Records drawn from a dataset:
___

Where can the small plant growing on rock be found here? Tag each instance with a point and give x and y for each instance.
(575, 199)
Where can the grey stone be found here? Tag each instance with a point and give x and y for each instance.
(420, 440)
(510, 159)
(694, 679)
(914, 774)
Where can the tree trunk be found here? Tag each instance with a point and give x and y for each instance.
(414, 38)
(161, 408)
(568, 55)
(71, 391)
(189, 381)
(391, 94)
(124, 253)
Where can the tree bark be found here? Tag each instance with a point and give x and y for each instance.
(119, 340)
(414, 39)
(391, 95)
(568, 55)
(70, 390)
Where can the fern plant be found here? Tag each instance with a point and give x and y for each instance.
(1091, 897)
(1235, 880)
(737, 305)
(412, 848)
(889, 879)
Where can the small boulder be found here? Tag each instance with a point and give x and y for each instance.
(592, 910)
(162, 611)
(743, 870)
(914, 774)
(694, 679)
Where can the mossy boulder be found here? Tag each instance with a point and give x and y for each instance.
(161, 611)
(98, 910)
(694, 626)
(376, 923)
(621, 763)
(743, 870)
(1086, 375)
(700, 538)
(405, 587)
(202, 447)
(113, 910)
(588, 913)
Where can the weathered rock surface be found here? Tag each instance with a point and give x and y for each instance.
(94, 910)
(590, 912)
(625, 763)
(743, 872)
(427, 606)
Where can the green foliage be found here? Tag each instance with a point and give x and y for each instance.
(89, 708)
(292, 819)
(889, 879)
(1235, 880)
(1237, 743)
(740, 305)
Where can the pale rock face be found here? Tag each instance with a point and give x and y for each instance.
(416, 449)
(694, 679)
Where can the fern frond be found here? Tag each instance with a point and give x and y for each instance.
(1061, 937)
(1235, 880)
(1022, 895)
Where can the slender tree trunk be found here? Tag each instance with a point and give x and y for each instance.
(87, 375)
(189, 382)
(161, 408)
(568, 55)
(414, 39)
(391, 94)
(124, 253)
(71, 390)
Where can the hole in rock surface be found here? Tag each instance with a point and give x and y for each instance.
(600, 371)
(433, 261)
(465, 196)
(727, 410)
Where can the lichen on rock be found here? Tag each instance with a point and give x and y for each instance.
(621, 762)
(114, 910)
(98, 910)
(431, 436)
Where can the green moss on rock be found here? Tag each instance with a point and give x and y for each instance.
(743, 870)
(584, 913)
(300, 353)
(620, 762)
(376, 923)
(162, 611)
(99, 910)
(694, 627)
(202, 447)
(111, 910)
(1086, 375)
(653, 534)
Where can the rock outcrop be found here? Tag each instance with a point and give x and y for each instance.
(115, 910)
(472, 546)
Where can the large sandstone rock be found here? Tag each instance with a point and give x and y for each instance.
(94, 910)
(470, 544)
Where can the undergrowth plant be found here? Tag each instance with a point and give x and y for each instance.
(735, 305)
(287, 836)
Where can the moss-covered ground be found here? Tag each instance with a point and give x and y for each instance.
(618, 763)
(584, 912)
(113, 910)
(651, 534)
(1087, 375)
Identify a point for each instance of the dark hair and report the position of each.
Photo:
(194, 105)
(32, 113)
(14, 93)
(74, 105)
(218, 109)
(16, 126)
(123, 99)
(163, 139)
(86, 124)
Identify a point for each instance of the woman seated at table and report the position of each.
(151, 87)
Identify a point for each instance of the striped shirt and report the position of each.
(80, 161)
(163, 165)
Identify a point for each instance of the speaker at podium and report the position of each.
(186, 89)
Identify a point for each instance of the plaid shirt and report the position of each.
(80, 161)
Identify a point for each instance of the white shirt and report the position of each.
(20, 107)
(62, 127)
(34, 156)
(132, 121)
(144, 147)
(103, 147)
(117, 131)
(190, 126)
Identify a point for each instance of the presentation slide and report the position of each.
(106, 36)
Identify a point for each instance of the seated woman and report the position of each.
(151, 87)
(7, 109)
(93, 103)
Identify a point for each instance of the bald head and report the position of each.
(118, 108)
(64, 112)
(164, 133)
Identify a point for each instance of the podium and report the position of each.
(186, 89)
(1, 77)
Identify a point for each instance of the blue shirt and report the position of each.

___

Work required -> After locating the line that holds "Identify a point for each instance of the seated", print it and each line after it through the end of the data, exactly as it stands.

Solution to the exercise ->
Identify a point for each instance of the seated woman and report the position of each.
(151, 87)
(7, 109)
(93, 103)
Identify a point for each instance of the bald head and report the position of each.
(118, 108)
(64, 112)
(164, 133)
Identify a point for each instance of the podium and report the position of each.
(186, 89)
(1, 77)
Identify a point for each instance of the blue shirt and report the position of each.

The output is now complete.